**WORK ITEM:** In this material, which lines include the string "door"? Show them.

╭──

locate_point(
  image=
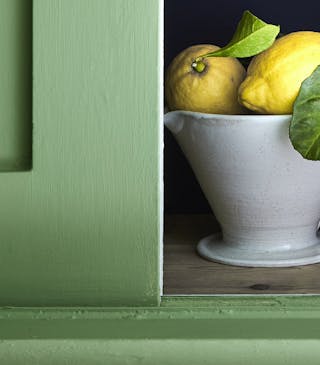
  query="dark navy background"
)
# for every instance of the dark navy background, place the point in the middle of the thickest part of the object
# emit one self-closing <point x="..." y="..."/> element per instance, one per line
<point x="189" y="22"/>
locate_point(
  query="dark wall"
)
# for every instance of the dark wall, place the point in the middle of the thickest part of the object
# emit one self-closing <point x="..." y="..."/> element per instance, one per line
<point x="189" y="22"/>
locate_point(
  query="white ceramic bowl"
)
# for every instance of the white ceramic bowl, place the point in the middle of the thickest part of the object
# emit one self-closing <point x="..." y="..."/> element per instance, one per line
<point x="265" y="196"/>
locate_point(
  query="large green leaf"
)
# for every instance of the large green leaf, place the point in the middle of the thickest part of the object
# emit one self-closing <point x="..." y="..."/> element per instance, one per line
<point x="252" y="36"/>
<point x="305" y="124"/>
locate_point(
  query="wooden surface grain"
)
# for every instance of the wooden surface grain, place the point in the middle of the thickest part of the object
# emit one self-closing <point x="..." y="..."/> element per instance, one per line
<point x="185" y="272"/>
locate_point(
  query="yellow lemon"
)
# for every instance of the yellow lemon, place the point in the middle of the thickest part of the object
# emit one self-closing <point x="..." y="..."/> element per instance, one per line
<point x="213" y="89"/>
<point x="274" y="76"/>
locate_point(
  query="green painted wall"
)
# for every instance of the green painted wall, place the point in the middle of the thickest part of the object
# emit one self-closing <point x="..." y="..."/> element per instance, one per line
<point x="16" y="85"/>
<point x="82" y="228"/>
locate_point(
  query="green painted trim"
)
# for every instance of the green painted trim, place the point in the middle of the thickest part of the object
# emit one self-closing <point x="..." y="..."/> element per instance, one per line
<point x="83" y="227"/>
<point x="164" y="335"/>
<point x="16" y="85"/>
<point x="258" y="303"/>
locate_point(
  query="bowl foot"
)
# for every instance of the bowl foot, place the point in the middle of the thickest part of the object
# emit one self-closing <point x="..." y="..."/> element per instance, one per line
<point x="215" y="249"/>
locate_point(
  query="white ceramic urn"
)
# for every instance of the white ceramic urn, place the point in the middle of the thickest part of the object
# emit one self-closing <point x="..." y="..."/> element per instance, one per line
<point x="264" y="194"/>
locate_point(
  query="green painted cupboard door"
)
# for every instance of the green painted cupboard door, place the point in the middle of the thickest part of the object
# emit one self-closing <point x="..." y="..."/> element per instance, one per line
<point x="82" y="226"/>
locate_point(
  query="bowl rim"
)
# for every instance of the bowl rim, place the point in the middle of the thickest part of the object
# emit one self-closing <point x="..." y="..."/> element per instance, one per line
<point x="237" y="117"/>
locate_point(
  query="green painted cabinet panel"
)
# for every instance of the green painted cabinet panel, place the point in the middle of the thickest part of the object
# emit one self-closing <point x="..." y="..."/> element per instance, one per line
<point x="16" y="85"/>
<point x="82" y="228"/>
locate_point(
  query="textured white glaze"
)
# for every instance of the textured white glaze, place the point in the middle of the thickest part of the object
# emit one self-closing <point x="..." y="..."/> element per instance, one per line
<point x="265" y="196"/>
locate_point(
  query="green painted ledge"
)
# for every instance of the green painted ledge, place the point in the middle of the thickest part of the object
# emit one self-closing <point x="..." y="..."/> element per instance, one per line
<point x="183" y="330"/>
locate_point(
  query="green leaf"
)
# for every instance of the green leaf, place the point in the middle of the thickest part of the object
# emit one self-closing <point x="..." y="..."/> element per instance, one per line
<point x="252" y="36"/>
<point x="305" y="124"/>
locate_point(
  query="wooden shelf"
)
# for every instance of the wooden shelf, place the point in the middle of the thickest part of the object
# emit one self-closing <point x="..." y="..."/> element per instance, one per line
<point x="187" y="273"/>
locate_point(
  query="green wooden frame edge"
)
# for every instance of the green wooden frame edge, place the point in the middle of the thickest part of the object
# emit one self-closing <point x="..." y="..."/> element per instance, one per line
<point x="186" y="330"/>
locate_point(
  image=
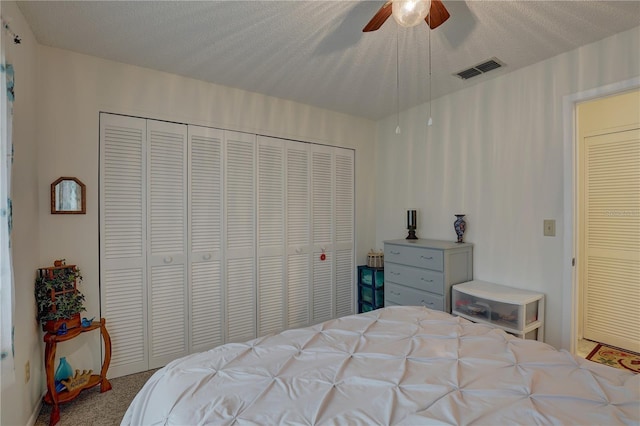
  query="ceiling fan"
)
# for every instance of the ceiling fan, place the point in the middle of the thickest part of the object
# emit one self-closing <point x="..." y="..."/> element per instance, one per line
<point x="409" y="13"/>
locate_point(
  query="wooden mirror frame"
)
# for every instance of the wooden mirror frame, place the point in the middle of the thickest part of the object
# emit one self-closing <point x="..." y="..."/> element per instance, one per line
<point x="83" y="197"/>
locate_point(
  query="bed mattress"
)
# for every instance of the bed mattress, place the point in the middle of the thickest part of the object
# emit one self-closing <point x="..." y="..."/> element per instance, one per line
<point x="397" y="365"/>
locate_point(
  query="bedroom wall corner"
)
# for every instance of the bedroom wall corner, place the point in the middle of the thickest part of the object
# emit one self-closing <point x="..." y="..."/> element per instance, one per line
<point x="21" y="401"/>
<point x="496" y="153"/>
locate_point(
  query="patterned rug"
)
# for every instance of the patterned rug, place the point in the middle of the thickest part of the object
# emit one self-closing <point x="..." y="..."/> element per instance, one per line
<point x="615" y="357"/>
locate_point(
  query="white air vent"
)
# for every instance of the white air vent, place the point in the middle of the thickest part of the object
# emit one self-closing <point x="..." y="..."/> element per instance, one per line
<point x="482" y="68"/>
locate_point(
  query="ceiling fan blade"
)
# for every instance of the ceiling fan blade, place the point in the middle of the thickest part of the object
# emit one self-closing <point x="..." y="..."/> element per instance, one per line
<point x="379" y="18"/>
<point x="437" y="14"/>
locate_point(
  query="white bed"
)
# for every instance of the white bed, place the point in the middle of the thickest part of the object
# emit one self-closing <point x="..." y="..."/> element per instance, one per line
<point x="397" y="365"/>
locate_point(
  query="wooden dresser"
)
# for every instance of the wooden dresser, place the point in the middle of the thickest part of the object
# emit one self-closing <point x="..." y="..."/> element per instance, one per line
<point x="421" y="272"/>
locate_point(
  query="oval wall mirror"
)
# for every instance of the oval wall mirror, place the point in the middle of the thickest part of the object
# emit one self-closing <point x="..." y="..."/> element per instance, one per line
<point x="68" y="196"/>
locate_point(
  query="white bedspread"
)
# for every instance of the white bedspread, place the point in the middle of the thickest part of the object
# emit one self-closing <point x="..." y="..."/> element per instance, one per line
<point x="398" y="365"/>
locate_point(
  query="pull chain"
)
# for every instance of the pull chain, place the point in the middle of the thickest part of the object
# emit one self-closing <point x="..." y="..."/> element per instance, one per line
<point x="397" y="80"/>
<point x="430" y="121"/>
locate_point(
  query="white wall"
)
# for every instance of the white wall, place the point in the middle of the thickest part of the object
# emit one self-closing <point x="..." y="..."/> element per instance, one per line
<point x="20" y="401"/>
<point x="495" y="153"/>
<point x="74" y="88"/>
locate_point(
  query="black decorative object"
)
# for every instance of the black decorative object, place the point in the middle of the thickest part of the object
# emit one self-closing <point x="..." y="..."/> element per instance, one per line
<point x="460" y="226"/>
<point x="412" y="224"/>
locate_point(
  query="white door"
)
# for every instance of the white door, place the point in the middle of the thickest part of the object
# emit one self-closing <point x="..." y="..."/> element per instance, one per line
<point x="298" y="234"/>
<point x="344" y="232"/>
<point x="167" y="231"/>
<point x="608" y="212"/>
<point x="612" y="239"/>
<point x="240" y="236"/>
<point x="322" y="231"/>
<point x="205" y="238"/>
<point x="271" y="235"/>
<point x="123" y="252"/>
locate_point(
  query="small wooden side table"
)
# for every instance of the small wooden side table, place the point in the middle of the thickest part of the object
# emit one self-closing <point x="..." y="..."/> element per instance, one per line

╰──

**WRITTEN RESPONSE:**
  query="green painted cupboard door"
# for every instance of the green painted cupboard door, place the point in the middle of the thickest part of the object
  query="white door"
# for every instance of the white door, place the point in the middle of the thickest part of the object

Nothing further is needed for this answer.